## BEGIN Provided records

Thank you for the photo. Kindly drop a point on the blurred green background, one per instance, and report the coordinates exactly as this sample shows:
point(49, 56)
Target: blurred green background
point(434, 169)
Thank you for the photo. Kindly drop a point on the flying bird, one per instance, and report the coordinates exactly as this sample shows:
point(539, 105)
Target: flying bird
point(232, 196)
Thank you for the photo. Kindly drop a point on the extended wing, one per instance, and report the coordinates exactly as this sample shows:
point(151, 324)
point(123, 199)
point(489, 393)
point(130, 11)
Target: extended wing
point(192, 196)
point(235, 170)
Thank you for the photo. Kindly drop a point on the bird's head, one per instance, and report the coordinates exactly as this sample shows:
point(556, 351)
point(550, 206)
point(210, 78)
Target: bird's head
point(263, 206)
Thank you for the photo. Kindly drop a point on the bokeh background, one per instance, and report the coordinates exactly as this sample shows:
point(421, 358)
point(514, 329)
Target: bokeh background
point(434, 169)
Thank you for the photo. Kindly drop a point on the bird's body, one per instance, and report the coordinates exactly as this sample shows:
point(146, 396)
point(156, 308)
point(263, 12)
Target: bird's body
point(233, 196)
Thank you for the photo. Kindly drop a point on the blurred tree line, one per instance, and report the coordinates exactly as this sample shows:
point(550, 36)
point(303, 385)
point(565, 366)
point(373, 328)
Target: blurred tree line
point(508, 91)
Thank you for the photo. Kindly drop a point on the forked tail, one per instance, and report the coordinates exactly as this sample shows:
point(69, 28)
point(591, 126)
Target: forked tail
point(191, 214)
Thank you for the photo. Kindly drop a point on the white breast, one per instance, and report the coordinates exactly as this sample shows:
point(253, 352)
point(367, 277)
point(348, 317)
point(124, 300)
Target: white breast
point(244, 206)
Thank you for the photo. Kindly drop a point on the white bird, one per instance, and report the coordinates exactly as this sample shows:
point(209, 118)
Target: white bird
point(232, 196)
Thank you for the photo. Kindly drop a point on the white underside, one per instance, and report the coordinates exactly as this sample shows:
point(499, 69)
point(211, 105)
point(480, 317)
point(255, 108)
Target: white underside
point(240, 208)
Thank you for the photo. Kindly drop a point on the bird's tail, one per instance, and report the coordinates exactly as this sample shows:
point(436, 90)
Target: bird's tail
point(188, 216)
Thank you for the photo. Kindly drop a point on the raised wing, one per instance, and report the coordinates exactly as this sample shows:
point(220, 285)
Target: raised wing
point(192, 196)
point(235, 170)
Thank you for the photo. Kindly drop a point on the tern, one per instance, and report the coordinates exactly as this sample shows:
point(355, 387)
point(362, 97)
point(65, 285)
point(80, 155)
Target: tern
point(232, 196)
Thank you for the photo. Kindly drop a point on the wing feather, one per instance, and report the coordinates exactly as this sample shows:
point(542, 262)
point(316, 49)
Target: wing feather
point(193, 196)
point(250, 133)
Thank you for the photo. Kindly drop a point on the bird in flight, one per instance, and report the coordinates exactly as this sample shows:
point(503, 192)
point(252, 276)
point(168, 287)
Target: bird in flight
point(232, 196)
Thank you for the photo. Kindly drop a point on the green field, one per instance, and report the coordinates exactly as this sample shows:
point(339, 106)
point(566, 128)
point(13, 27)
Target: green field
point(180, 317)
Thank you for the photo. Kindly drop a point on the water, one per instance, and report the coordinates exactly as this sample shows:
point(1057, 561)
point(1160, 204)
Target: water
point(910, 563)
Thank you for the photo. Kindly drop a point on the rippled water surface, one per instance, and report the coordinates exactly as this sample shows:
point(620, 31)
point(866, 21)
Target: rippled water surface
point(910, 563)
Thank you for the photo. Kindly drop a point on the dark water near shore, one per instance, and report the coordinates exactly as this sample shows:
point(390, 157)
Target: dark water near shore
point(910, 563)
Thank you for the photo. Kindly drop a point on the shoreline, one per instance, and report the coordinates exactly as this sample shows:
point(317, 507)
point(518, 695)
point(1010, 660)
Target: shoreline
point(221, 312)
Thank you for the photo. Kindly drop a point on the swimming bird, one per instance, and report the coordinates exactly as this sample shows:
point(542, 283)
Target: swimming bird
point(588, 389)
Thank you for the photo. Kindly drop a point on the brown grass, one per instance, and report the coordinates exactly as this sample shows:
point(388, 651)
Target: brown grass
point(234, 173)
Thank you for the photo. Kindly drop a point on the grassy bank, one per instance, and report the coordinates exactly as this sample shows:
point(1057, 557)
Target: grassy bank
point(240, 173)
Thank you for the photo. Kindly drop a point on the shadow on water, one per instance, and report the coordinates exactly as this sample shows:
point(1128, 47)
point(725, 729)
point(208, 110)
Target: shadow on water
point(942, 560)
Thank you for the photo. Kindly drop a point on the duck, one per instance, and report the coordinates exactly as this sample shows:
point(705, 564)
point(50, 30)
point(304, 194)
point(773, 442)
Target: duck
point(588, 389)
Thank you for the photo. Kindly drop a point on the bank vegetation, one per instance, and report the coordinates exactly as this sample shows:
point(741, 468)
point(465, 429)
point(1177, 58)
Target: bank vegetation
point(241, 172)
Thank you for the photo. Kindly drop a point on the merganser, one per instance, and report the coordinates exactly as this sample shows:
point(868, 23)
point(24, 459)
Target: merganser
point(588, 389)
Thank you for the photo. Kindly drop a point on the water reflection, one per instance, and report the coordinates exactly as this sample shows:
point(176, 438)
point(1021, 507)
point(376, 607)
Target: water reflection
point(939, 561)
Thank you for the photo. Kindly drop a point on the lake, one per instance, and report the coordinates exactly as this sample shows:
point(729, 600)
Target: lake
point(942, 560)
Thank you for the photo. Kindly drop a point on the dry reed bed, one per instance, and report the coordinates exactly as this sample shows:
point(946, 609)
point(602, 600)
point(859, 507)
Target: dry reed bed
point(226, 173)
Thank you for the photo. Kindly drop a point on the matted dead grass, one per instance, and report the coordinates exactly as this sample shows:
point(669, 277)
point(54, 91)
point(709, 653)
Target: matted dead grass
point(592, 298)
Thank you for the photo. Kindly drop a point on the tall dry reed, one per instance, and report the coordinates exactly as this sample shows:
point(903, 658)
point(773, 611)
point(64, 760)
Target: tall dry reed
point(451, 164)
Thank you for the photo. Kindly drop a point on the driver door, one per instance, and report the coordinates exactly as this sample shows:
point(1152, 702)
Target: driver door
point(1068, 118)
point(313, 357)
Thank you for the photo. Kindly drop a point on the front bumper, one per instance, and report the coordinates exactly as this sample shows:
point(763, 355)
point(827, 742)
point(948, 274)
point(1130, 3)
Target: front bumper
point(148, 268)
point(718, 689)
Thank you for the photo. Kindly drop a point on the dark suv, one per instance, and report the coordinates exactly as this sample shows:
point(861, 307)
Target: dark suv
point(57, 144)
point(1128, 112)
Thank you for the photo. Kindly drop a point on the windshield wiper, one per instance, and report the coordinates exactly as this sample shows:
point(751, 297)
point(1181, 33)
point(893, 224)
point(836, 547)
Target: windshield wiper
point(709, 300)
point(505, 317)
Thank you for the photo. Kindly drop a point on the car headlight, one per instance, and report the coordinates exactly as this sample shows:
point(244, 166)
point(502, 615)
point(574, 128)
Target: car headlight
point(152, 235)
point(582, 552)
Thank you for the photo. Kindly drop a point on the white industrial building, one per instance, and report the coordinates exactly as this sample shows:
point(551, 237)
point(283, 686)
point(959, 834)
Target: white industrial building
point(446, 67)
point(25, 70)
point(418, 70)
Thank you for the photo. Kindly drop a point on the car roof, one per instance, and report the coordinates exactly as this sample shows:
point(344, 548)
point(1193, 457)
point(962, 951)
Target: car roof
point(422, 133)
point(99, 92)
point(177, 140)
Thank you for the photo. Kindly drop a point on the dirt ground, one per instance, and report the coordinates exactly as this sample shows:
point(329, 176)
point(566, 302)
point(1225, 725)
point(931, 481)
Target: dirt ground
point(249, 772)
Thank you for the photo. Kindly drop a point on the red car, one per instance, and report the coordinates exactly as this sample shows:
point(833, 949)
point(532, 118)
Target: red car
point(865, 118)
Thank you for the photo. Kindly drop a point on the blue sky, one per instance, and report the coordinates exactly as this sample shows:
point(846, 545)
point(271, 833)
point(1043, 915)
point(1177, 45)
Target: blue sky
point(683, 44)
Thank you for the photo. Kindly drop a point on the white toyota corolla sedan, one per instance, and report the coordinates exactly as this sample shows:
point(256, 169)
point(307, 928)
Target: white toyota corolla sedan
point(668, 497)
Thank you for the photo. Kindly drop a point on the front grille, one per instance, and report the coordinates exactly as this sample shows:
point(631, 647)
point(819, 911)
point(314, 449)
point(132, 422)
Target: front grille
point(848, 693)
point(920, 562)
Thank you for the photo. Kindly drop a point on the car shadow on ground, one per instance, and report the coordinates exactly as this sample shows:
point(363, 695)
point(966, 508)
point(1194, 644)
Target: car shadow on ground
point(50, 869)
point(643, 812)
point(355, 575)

## END Provided records

Return the line that contains "the white industrial" and all lines after it, verbatim, and nothing else.

[Response for this exercise]:
Thank you for the photo. Kindly drop a point on the white industrial building, one per instance, and report the coordinates exactly as this sample shows:
point(551, 237)
point(283, 686)
point(959, 834)
Target: white industrial building
point(446, 67)
point(25, 70)
point(418, 70)
Thank you for the photo. Kindly drop a point on the car roof, one per instance, and report the coordinates exactly as this sample shows:
point(344, 548)
point(1193, 457)
point(962, 951)
Target: car roof
point(422, 133)
point(99, 92)
point(177, 140)
Thank you for the photo. Kindly drop a point on the dirt ground, one per instance, and report the coordinates exactly as this sample shows:
point(329, 176)
point(566, 302)
point(1225, 725)
point(931, 481)
Target: dirt ground
point(249, 772)
Thank you for the photo. Kindly drop a point on the red car, one per instance, and report the coordinates exactly as this sample shows:
point(833, 949)
point(532, 118)
Target: red car
point(865, 118)
Thank you for the photo. Kindly drop a point on the blue sky, one per instance, and report the coordinates exactly as this sample shows:
point(846, 545)
point(271, 833)
point(1043, 915)
point(1177, 45)
Target: blue sky
point(683, 44)
Thank you for the photo. Kindly drop a point on the white toyota corolla sedan, one per instance, and report the coordinates exactly as this sample shows:
point(256, 169)
point(307, 928)
Target: white toyota corolla sedan
point(668, 497)
Thank you for the photo. Kindly drop a point on the front grille, one per instance, and report the coordinates exactly as this sample shows:
point(631, 647)
point(819, 911)
point(314, 449)
point(132, 422)
Target: front grille
point(848, 693)
point(920, 562)
Thank you for the photo. Kindly drop a point on the car shadow on ground, one per instance, and report the coordinates exactly as this sample shows:
point(363, 695)
point(966, 508)
point(1194, 644)
Target: car shadow on ground
point(50, 869)
point(643, 812)
point(355, 575)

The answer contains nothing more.